**WORK INSTRUCTIONS**
- 1) From the text about the film Gardish, list every Filmfare Award category for which the film was nominated but did not win, along with the nominee named for each.
- 2) Duplicate the passage of the text about the film Gardish starting at "Gardish is a" and ending at "the malayalam film Kireedam.".
- 3) According to the text about the film Gardish, who handled its cinematography?

**TEXT TO READ**
--- Begin ---
- Release poster
- Directed by: Priyadarshan
- Screenplay by: Priyadarshan
- Story by: Lohithadas
- Based on: Kireedam (Malayalam) by Sibi Malayil
- Produced by: R. Mohan
- Starring: Shammi Kapoor Jackie Shroff Amrish Puri Aishwarya Farida Jalal Dimple Kapadia
- Cinematography: Santosh Sivan
- Music by: Original songs: R. D. Burman Background score: S. P. Venkatesh
- Production company: Shogun Films
- Distributed by: Eros Entertainment
- Release date: 10 September 1993;
- Running time: 171 minutes
- Country: India
- Language: Hindi

= Gardish =

Gardish is a 1993 Indian Hindi-language action crime film written and directed by Priyadarshan, starring Jackie Shroff, Shammi Kapoor, Aishwarya, Dimple Kapadia and Amrish Puri. It is a remake of the 1989 Malayalam film Kireedam. The film won two Filmfare Awards—Best Art Direction (Sabu Cyril) and Best Action (Thyagarajan), and was nominated for Best Actor (Shroff), Best Supporting Actor (Amrish Puri), and Best Supporting Actress (Kapadia). It marks the debut of actor Mukesh Rishi as an antagonist and Aishwarya's Bollywood debut. The movie is a remake of the malayalam film Kireedam.
--- End ---
**EXCERPTED DATA**
--- Begin ---
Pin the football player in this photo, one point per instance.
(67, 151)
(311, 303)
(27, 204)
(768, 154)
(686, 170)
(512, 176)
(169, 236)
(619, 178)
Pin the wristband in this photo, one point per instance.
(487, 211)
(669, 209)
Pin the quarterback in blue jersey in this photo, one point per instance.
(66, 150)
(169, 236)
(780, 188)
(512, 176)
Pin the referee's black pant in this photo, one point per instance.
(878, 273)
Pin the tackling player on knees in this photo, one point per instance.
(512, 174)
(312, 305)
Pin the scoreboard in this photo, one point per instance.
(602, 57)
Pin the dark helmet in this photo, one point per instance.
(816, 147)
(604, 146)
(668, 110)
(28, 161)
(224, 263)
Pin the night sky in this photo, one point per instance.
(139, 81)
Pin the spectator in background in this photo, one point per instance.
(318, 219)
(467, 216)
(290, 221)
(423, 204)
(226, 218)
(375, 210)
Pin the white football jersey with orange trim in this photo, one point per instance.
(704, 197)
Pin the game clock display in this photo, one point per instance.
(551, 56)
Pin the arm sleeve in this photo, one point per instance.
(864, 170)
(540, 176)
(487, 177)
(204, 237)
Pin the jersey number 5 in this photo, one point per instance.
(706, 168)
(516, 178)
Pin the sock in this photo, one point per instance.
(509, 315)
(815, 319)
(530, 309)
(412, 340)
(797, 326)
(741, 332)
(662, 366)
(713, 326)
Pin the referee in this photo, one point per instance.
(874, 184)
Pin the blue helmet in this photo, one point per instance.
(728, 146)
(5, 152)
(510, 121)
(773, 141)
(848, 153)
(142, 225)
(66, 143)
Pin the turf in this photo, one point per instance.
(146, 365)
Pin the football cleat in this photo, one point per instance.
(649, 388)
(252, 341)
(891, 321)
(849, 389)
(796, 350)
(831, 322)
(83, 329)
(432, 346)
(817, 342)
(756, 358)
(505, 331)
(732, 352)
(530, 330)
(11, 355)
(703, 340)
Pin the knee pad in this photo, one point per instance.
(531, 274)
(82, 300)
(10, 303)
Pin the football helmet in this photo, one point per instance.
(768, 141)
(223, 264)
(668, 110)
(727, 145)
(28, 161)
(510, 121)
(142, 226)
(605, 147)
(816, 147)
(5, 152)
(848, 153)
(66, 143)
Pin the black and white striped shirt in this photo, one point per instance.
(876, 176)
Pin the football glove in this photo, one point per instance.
--- End ---
**SOLUTIONS**
- 1) Best Actor (Shroff), Best Supporting Actor (Amrish Puri), Best Supporting Actress (Kapadia)

- 2)
Gardish is a 1993 Indian Hindi-language action crime film written and directed by Priyadarshan, starring Jackie Shroff, Shammi Kapoor, Aishwarya, Dimple Kapadia and Amrish Puri. It is a remake of the 1989 Malayalam film Kireedam. The film won two Filmfare Awards—Best Art Direction (Sabu Cyril) and Best Action (Thyagarajan), and was nominated for Best Actor (Shroff), Best Supporting Actor (Amrish Puri), and Best Supporting Actress (Kapadia). It marks the debut of actor Mukesh Rishi as an antagonist and Aishwarya's Bollywood debut. The movie is a remake of the malayalam film Kireedam.

- 3) Santosh Sivan